**GOAL OF THE EXERCISE**
Among the records below, one line contains "the cobblestone pavement"; copy that line and all that follow it, exactly as written.

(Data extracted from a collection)
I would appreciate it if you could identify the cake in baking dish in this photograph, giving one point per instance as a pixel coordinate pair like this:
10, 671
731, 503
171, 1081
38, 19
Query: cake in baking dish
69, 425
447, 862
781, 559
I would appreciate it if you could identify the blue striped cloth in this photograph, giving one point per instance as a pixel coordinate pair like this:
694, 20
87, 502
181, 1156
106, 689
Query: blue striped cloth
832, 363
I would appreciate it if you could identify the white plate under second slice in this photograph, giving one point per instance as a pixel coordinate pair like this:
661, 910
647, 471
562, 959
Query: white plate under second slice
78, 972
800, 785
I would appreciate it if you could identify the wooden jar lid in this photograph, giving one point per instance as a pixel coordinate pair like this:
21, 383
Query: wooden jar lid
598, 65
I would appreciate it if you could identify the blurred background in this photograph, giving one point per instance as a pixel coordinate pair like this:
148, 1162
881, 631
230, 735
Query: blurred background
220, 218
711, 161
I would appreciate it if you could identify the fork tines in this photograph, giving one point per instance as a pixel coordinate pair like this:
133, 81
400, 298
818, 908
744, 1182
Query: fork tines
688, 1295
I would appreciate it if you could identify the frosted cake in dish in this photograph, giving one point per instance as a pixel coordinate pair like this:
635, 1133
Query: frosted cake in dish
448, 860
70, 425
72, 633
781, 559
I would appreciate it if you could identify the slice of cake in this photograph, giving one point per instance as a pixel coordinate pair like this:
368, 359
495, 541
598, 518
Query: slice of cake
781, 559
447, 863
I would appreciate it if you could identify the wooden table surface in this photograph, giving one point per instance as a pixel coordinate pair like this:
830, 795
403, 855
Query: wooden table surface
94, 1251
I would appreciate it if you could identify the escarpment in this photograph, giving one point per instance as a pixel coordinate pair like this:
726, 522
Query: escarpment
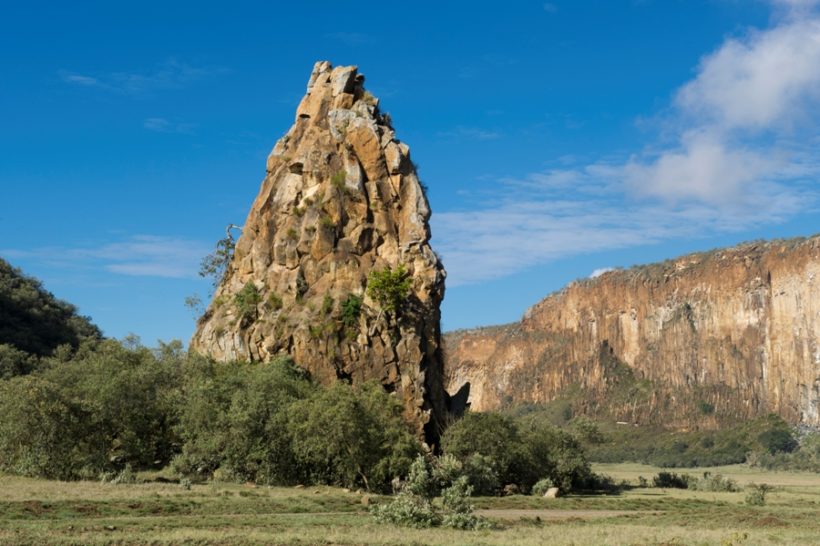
341, 199
723, 335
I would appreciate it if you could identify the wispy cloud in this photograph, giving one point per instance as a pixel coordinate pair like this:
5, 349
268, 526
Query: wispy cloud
470, 133
162, 125
743, 135
140, 255
171, 74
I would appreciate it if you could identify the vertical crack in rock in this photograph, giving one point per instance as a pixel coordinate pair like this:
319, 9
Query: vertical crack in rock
341, 199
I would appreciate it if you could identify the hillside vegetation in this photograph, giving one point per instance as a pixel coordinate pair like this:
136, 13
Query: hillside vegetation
33, 323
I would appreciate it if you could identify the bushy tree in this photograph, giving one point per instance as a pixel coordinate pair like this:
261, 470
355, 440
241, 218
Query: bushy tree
389, 287
103, 408
235, 418
496, 451
33, 321
352, 436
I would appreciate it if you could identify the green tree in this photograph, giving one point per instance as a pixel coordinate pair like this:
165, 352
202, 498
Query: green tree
352, 436
33, 321
389, 287
215, 264
101, 409
235, 419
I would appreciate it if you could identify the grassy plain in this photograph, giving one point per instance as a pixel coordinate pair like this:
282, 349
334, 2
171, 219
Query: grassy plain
49, 512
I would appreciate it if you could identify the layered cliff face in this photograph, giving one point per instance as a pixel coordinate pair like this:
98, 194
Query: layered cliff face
728, 334
341, 199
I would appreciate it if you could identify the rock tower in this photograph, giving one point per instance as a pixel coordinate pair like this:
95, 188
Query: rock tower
340, 199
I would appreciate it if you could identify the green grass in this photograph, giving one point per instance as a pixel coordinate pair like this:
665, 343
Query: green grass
49, 512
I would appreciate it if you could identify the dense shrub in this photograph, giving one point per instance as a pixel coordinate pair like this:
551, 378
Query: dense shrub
757, 494
106, 407
34, 322
497, 451
672, 480
805, 457
352, 436
235, 419
427, 478
541, 487
715, 483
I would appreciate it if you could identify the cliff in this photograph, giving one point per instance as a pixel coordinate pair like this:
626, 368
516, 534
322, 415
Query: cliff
722, 335
340, 200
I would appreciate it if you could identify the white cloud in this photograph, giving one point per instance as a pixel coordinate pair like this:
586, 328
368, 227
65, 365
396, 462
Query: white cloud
705, 168
140, 255
540, 221
760, 82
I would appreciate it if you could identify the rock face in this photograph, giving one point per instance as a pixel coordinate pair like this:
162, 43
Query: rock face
341, 199
723, 335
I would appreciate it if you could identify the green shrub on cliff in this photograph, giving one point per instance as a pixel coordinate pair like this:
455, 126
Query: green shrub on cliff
389, 287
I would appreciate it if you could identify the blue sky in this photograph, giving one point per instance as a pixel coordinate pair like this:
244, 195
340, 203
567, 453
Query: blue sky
556, 138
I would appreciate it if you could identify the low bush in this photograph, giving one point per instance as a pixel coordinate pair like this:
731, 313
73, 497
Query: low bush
541, 487
757, 494
427, 478
672, 480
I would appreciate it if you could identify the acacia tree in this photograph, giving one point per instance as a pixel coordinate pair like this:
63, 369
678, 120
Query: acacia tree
216, 263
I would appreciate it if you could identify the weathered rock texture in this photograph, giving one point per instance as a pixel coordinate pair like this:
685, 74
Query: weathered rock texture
340, 199
728, 334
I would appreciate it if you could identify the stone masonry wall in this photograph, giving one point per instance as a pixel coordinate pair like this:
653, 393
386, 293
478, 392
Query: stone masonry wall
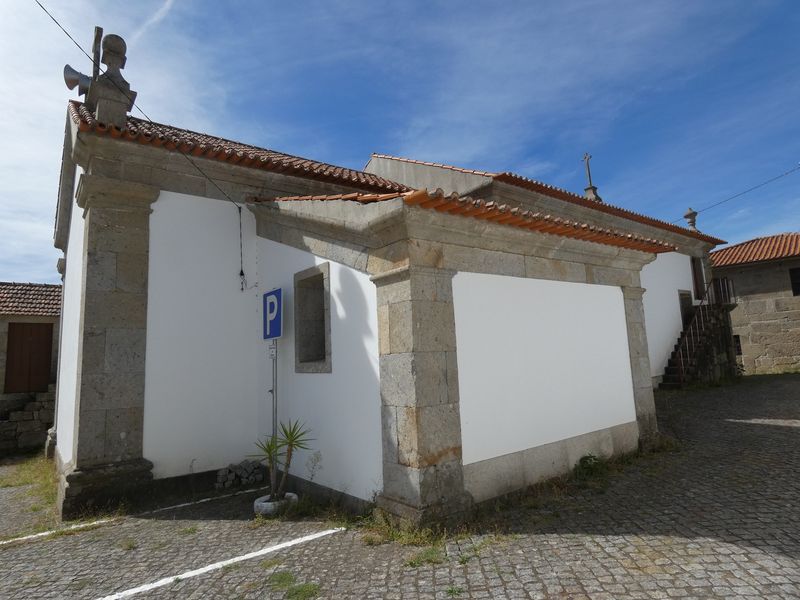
767, 316
24, 421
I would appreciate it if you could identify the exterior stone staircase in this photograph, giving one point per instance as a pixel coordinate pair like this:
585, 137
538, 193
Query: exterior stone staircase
704, 351
24, 420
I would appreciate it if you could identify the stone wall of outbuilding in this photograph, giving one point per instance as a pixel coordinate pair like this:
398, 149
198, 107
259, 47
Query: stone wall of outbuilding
767, 316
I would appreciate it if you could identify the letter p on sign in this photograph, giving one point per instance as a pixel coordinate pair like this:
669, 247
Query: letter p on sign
273, 314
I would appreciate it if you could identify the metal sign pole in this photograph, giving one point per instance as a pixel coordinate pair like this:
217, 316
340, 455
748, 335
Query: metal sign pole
273, 329
273, 474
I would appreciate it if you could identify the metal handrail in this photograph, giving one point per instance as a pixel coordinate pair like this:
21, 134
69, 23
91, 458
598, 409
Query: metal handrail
719, 291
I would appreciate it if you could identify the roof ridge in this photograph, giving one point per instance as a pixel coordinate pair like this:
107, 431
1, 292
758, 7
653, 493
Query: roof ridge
512, 178
434, 164
30, 283
760, 249
202, 145
761, 237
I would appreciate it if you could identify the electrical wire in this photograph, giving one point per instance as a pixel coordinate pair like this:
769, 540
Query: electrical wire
242, 277
747, 191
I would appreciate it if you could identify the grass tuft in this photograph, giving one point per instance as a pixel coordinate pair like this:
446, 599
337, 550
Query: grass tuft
128, 544
281, 580
429, 556
188, 530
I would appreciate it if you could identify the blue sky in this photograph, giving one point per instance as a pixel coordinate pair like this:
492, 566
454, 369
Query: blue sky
680, 103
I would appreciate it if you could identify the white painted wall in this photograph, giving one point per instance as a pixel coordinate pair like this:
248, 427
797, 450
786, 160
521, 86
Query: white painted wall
201, 385
662, 279
207, 371
342, 407
70, 340
538, 362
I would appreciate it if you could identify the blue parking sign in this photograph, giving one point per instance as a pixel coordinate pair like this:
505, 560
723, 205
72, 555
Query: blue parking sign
273, 314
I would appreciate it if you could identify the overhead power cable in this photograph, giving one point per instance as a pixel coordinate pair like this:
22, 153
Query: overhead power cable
747, 191
242, 277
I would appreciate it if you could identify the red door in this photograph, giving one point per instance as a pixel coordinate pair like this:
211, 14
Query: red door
28, 357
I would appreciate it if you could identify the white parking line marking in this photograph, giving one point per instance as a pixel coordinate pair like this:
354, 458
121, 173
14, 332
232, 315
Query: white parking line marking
34, 536
218, 565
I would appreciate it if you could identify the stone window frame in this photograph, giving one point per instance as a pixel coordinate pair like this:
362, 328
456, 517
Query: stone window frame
794, 281
318, 366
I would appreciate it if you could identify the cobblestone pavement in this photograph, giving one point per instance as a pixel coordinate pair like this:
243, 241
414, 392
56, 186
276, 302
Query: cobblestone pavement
718, 519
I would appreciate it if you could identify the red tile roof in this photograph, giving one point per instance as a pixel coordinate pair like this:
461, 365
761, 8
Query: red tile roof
502, 214
363, 198
782, 245
206, 146
567, 196
30, 299
432, 164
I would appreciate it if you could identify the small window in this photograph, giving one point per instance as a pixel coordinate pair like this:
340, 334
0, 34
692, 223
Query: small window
698, 278
794, 276
312, 328
737, 344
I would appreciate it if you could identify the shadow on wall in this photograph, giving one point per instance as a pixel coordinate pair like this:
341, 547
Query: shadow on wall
352, 314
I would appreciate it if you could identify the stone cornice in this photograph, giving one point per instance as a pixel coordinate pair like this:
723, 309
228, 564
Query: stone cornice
98, 191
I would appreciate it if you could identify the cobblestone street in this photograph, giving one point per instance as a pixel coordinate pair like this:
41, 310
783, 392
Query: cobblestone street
720, 518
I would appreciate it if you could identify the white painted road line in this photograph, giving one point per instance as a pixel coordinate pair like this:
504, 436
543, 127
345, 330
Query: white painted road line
218, 565
34, 536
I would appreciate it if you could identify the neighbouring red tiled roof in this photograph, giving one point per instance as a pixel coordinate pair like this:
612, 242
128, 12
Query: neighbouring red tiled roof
773, 247
567, 196
215, 148
501, 214
30, 299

**RESPONSE AREA**
I would appreciate it if you could identify the cobblestone pavement in this photograph, giving one point per instance as a pixel coordinate pair like this:
243, 241
414, 392
56, 186
276, 302
Query: cobblestone pavement
718, 519
I would appreciate it if you could identify the red tile roof in this photograph, giving one point per instance as a pixel coordinate pair like this:
461, 365
761, 8
Query: red tile roof
502, 214
363, 198
782, 245
206, 146
567, 196
30, 299
432, 164
I would appreciate it if you could identify the small window in this photograph, giving one point per instance as a pixel coordinate pair like this:
340, 334
0, 34
692, 223
Query: small window
698, 278
794, 276
312, 328
737, 344
I would appreciate it if you could identify the shadow on wall in this photograph, giving one point per instance as a pixel coordinate pair like this:
341, 547
Query: shadow on wall
352, 314
I would appreciate it if you could identify the stone cornice in this photograph, giving one point per instance as a pixel coordinate pair like this:
723, 309
228, 564
Query: stone cornice
98, 191
I would appreciate it if you could identify the cobblestone street in this photograph, giving one point per instance as a pixel coordinate pair like this:
41, 310
783, 392
Query: cobblestone street
720, 518
I would appreciate it if you could identify the white painted road line in this photograph, giving one point per instance as a pixel coordinate pair like this:
504, 436
543, 127
345, 330
Query: white painted road line
218, 565
34, 536
I would appreciate it if you could identify the neighbouring red tiled roof in this photograph, giving one point per instance as a pixel coordinate pair like this:
612, 242
128, 12
Query: neighbouring red tiled roof
773, 247
567, 196
215, 148
501, 214
30, 299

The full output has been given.